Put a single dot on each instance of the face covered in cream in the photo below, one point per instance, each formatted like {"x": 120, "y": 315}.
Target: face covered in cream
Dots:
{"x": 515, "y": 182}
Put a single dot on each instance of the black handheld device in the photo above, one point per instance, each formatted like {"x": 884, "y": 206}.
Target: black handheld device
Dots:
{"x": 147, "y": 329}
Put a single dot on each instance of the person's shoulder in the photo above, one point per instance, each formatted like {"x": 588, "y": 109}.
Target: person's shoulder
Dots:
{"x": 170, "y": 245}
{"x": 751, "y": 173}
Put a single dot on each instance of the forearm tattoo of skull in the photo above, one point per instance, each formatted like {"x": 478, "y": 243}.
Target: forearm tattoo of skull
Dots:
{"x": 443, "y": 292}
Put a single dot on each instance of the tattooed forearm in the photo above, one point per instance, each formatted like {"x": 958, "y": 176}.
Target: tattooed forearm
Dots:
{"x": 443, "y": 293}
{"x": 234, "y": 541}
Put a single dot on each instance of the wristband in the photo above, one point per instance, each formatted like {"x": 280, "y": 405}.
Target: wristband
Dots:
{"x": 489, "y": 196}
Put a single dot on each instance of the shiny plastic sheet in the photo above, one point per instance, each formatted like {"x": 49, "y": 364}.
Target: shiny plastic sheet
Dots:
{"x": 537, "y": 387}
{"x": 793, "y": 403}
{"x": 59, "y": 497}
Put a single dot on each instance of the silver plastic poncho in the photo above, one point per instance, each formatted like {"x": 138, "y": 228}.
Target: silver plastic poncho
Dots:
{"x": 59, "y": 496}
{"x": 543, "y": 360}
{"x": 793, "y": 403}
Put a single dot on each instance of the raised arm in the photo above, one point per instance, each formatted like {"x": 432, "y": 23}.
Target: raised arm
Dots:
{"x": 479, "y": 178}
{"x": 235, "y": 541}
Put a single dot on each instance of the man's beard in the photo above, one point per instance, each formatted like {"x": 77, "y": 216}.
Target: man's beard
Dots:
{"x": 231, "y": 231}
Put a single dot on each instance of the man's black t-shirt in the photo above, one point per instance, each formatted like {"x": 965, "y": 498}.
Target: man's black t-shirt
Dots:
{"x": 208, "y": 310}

○ ○ ○

> **REQUEST**
Return every entry exactly as given.

> **WRITTEN ANSWER**
Put a single dot on each instance of the face covered in cream in the photo below, one point per instance, each formatted like {"x": 120, "y": 315}.
Target: face covered in cream
Dots:
{"x": 515, "y": 182}
Put a single dot on each instance of the black handheld device in the photo above, one point per instance, each formatted like {"x": 884, "y": 206}.
Target: black handheld device
Dots:
{"x": 147, "y": 329}
Put a single dot on each instance of the person's shoulder in the photo above, one point per instance, each formatted like {"x": 588, "y": 109}.
Target: person's shoulder
Dots:
{"x": 170, "y": 245}
{"x": 751, "y": 173}
Put a single dot on each instance of the forearm tattoo of skull in the photo above, one point per instance, each formatted like {"x": 478, "y": 243}.
Target: forearm tattoo of skull
Dots:
{"x": 443, "y": 292}
Put a single dot on each instance of the tattooed forearm in the photo above, one point per instance, each formatted like {"x": 958, "y": 176}.
Target: tattooed forearm
Dots:
{"x": 443, "y": 293}
{"x": 234, "y": 541}
Put a single dot on each instance of the wristband in the photo above, one point per instance, each formatted like {"x": 280, "y": 405}.
Target: wristband
Dots:
{"x": 489, "y": 196}
Put a single dot on each instance of the shiny plastic sheet in the photo above, one point per instance, each formatted like {"x": 49, "y": 364}.
Target: shiny plastic sheet
Dots:
{"x": 537, "y": 387}
{"x": 793, "y": 403}
{"x": 59, "y": 497}
Put a single dot on each instance of the silver plastic poncho in the photo above, one point per instance, each formatted like {"x": 138, "y": 228}.
Target: silver plastic poncho
Dots:
{"x": 59, "y": 496}
{"x": 543, "y": 360}
{"x": 793, "y": 403}
Put a single dot on each instance of the raised arm in the photo above, one point per instance, each formatted like {"x": 432, "y": 23}.
Target: raised arm
Dots:
{"x": 479, "y": 178}
{"x": 235, "y": 541}
Put a single dot on each instance of the man's beard in the photo above, one point per instance, each formatted like {"x": 77, "y": 216}.
Target: man's beard
Dots:
{"x": 231, "y": 231}
Put a single dot on each instance of the man's black t-shirt in the photo above, one point per instance, each formatted like {"x": 965, "y": 498}.
Target: man's black t-shirt
Dots:
{"x": 208, "y": 310}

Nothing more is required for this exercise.